### RECORDS SUPPLIED

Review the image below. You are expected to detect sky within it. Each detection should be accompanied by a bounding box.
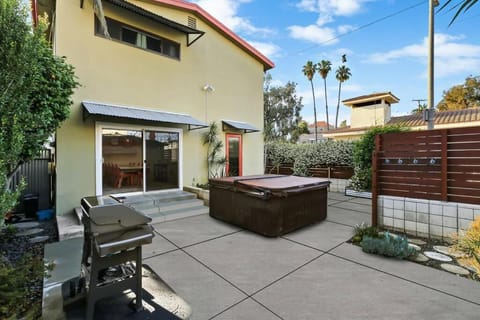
[189,0,480,126]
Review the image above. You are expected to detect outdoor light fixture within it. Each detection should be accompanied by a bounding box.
[429,158,436,165]
[412,159,419,165]
[397,159,403,164]
[203,84,215,92]
[384,159,390,164]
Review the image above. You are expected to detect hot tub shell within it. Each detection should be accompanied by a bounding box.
[209,175,330,237]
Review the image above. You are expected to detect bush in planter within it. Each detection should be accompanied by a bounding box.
[361,232,416,259]
[349,126,406,191]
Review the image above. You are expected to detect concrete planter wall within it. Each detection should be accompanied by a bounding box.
[183,186,210,206]
[377,195,480,239]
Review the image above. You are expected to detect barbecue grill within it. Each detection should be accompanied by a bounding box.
[80,195,154,320]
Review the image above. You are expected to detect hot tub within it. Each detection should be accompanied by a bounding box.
[209,175,330,237]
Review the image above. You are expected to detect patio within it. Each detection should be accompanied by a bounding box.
[142,192,480,319]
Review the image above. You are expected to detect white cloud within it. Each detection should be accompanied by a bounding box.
[289,0,368,45]
[247,41,282,59]
[365,33,480,78]
[193,0,272,36]
[288,24,338,45]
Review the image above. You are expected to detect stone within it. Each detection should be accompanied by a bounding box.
[16,228,44,237]
[409,253,429,263]
[424,251,453,262]
[408,243,421,252]
[13,221,40,229]
[408,238,427,246]
[433,245,467,259]
[440,263,470,276]
[29,235,49,243]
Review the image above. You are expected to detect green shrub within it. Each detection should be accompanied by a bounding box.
[349,126,406,191]
[352,222,380,244]
[360,232,416,259]
[265,140,354,176]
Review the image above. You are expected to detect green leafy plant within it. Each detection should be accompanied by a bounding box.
[361,232,416,259]
[349,126,405,191]
[453,216,480,274]
[352,222,380,244]
[201,122,227,180]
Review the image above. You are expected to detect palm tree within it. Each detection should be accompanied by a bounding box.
[317,60,332,130]
[302,61,318,142]
[335,65,351,128]
[439,0,478,26]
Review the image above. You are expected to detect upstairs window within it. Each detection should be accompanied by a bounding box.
[95,17,180,60]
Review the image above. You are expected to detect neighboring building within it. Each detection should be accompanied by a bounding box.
[323,91,480,141]
[34,0,274,215]
[298,121,331,143]
[323,92,399,140]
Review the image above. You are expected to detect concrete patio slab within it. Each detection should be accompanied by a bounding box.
[211,298,281,320]
[184,231,321,295]
[283,220,354,252]
[142,232,178,259]
[145,250,246,320]
[327,192,353,202]
[330,200,371,214]
[152,214,240,248]
[326,206,370,227]
[331,243,480,304]
[347,197,373,205]
[254,253,480,320]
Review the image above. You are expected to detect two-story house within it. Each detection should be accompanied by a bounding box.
[34,0,274,216]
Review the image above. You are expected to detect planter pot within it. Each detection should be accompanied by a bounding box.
[345,188,372,199]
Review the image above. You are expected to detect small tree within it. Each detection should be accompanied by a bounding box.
[349,126,405,191]
[0,0,78,222]
[201,122,227,180]
[302,61,319,142]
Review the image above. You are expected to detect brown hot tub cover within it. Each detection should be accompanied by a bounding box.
[209,175,330,236]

### WHAT YOU ARE ASKED TO DO
The data above must be written out again without alteration, and the pictures in them must be excluded.

### ANSWER TO THIS TASK
Review the image below. You are expected to detect sky within it. Each detection should be accompanied by a bounding box.
[189,0,480,126]
Review the image above. You are expected to detect outdoor light fixture within it. Each detection should be accompanied by a bounding box.
[429,158,436,165]
[412,159,419,165]
[397,159,403,164]
[203,84,215,92]
[384,159,390,164]
Review the image above. You are expected to detect hot tub shell within it. Each detection should be accompanied by a bounding box.
[209,175,330,237]
Review the image above. You are expected to detect bush in planter within it. Each detection should be accompanied by a bounding box.
[361,232,416,259]
[349,126,406,191]
Review the image above. You are expected to detect concrete planter wall within it. Each detection should be accompanied by a bounding box.
[183,186,210,206]
[377,195,480,239]
Review the image above. You are expected to detect barbecue grill within it. Each detection should be accompanied by a bounding box.
[80,195,154,320]
Review the image above. You are expected to detect hot tub within it. Each detection should be accompanied by a bounding box.
[209,175,330,237]
Review the image above. You are expected to detect patio within it. Each detection should be accompanied by a bounding box.
[142,192,480,319]
Review the image above. You are expected to detect white cloud within it. Each detection should be accompanied by a bounding box.
[289,0,368,45]
[247,41,282,59]
[365,33,480,78]
[193,0,272,36]
[288,24,338,45]
Review the image above. You are expected to detect stone within it. Each detection should be accompanied by a bounding box.
[16,228,44,237]
[409,253,429,263]
[424,251,453,262]
[408,243,421,252]
[13,221,40,229]
[408,238,427,246]
[433,245,467,259]
[440,263,470,276]
[29,235,49,243]
Review the image above. You are expected to detect green shrub within it. Each detection should be accompanied by a bounding box.
[349,126,406,191]
[352,222,380,244]
[360,232,416,259]
[265,140,354,176]
Review the image above. You are expected to detect green leafy plant within it. Each detection should be accompanied by a bounding box.
[361,232,416,259]
[349,126,405,191]
[453,216,480,274]
[352,222,380,244]
[201,122,227,180]
Review the image above. You are expected to detect palm tree within it. Each detection should be accompanied by a bounding box.
[317,60,332,130]
[302,61,318,142]
[335,65,351,128]
[439,0,478,26]
Review the image above. You are expected to detect upstairs window within it. Each detection should be accompanied by a bounding box.
[95,17,180,60]
Review the image above. You are expected to detect neighboring building within it. Each detection should be accompanied by a bounding box.
[323,91,480,141]
[34,0,274,215]
[298,121,331,143]
[323,92,399,140]
Review the image above. You are expected to detect concrete patio slab within it. Each detection should be accompanied by a bounding box.
[211,298,281,320]
[184,231,321,295]
[283,220,354,252]
[142,232,178,259]
[145,250,246,320]
[327,192,353,202]
[330,200,371,214]
[152,214,240,248]
[326,206,370,227]
[331,243,480,304]
[347,197,373,205]
[254,253,480,320]
Review the image above. You are expected to detect two-story house within it. Each detection should be accompanied by a bounding box.
[34,0,274,216]
Review the image above. You are expected to detect planter pot within it. Each detection should be accompanied by a bounding box.
[345,188,372,199]
Review the image above. You are expected to detect small tree within it. Each detection should be accompanied by a bounding box.
[349,126,405,191]
[0,0,78,222]
[201,122,227,180]
[302,61,319,142]
Review the image above. You are expected to detect brown hot tub cover within it. Each detection should be accompanied by a bounding box.
[209,175,330,236]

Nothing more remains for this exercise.